**Work to complete:** In the forum post on protein and blood glucose, why does the writer say the son must account for protein when working out his insulin dose?

___ Reading text

Interestingly I (a LC T2) and my son (a LC T1) have different blood glucose reactions to protein. He most certainly has to account for it when working out his insulin dosage however I rarely see any significant rise in blood glucose from protein. Protein obviously produces an insulin response as the insulin index research you mention proves that quite neatly. The difference in how we react is simply that protein is effectively a very slow acting food and thus, simplistically my partially functional T2 pancreas can cope with the rate of production required whereas my son who produces zero insulin has to account for the amount required in his insulin dose.

It is though an issue of scale! Many T1 diabetics who follow a traditional high carbohydrate diet tend not to count for protein because the amount of carbohydrates consumed and the resultant insulin dose required largely swamps any requirement to consider the additional requirement for protein As you swap increasingly to a LC regime the requirement to account for protein becomes apparent to the extent that some LC T1's maybe taking 50% of their protein intake into consideration.
Interesting. Cheers for the share.

If you don't mind my asking, how did this pan out for your health markers and general day to day performance? (Aside from what's already been expressed on the forum.)

______
___ Recorded information

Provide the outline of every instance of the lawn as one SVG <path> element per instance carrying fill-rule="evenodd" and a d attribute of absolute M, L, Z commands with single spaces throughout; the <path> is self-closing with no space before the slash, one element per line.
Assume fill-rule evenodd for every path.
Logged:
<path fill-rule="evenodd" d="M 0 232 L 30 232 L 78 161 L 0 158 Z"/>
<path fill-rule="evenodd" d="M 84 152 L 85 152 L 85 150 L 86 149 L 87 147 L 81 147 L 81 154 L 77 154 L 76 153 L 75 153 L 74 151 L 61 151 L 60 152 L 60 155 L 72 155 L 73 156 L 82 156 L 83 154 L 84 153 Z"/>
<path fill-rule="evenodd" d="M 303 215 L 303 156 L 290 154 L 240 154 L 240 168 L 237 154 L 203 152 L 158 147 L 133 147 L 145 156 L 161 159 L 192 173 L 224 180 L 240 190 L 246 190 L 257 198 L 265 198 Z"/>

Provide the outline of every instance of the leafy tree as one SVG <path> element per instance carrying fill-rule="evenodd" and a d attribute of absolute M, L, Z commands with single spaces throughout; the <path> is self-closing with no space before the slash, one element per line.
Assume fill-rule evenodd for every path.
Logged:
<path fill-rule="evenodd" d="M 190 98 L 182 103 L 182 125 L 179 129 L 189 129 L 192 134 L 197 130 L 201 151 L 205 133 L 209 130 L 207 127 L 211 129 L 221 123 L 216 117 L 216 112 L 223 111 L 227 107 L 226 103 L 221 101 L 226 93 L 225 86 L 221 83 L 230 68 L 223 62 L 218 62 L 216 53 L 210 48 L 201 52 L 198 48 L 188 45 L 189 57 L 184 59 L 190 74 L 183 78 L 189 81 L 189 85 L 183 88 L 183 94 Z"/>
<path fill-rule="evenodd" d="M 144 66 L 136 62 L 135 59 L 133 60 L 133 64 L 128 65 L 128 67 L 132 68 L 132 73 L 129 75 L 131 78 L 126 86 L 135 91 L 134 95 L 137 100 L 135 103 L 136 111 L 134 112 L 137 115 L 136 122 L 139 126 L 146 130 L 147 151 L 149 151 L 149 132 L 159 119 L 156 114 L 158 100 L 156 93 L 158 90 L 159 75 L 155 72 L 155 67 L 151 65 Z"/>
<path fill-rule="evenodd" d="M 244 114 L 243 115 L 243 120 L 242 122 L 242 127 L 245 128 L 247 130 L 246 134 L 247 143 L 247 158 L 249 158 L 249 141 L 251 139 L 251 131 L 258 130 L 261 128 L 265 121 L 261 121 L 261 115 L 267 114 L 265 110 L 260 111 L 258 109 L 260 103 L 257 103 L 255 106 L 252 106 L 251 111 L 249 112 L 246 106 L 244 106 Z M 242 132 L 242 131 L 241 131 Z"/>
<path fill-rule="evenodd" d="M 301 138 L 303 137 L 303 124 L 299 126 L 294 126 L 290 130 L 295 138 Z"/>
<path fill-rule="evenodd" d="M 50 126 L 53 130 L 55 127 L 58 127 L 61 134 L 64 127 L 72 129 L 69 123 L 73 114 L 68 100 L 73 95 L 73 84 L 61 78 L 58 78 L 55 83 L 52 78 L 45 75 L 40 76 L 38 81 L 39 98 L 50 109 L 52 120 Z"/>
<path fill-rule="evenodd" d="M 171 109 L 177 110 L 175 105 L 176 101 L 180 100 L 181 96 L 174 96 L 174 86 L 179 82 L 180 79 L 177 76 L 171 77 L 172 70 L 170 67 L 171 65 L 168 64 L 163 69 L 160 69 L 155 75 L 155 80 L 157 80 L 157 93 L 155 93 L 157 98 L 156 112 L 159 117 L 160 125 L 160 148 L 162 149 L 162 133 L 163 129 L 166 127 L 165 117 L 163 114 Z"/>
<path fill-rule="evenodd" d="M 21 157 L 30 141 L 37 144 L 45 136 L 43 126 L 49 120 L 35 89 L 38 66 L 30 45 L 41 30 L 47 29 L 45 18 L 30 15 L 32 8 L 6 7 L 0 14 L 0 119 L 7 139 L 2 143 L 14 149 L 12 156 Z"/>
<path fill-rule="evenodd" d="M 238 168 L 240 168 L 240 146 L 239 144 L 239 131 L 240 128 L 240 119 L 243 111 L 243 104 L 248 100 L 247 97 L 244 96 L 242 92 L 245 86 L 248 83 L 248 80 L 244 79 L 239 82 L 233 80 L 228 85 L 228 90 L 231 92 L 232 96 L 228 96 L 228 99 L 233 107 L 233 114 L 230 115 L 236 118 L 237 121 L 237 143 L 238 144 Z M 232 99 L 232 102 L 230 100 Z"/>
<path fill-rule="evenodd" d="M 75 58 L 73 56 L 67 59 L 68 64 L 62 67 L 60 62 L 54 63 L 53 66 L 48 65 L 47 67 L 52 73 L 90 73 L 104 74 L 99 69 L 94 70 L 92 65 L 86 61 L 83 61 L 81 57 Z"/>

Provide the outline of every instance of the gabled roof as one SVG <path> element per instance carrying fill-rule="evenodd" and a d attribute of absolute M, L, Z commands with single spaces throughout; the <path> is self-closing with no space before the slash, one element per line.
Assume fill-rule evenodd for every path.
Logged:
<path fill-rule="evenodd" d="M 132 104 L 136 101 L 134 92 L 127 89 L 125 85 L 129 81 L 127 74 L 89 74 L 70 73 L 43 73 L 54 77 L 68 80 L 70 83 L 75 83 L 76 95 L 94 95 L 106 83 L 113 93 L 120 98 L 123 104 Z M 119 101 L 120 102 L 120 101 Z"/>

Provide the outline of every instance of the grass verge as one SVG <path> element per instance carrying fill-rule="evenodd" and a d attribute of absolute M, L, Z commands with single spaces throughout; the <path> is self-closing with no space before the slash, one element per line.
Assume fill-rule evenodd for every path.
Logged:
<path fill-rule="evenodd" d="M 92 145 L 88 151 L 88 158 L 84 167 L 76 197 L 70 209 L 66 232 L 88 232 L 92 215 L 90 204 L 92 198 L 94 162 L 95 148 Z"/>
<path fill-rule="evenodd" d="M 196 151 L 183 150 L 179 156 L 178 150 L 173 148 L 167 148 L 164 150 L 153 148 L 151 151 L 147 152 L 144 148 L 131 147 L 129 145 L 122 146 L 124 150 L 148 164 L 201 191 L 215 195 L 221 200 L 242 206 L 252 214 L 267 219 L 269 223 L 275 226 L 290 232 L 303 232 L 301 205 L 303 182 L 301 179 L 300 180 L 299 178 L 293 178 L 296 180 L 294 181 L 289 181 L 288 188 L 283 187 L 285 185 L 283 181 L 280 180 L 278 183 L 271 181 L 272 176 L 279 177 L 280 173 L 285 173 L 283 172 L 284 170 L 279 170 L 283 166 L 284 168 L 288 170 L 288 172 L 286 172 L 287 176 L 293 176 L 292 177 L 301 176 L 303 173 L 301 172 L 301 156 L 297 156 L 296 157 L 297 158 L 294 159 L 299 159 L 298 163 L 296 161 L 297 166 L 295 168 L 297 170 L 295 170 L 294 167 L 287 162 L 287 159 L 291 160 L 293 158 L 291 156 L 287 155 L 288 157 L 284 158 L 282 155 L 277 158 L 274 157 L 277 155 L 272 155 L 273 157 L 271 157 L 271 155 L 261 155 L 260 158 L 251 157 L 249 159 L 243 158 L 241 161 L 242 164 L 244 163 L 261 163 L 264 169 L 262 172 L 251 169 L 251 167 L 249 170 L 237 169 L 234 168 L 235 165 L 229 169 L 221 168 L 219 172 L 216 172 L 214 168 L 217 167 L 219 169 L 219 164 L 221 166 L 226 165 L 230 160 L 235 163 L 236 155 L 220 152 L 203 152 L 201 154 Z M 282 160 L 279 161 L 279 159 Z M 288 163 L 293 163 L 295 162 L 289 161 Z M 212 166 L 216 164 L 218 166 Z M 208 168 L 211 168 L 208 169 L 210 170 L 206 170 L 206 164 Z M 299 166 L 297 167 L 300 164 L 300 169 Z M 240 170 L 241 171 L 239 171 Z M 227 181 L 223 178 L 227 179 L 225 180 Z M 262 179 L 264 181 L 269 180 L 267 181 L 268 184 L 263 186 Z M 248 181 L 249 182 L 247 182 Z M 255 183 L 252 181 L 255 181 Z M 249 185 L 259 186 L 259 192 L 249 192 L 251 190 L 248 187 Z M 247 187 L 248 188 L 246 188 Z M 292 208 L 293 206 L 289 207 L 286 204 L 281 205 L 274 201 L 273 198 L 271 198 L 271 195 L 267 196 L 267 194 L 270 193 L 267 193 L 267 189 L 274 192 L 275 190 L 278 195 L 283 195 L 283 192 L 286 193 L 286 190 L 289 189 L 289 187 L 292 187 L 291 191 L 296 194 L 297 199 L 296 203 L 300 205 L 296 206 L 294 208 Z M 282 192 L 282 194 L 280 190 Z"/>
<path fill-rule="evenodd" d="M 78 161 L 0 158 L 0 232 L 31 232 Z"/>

______

**Solution to the exercise:** Because the son produces zero insulin.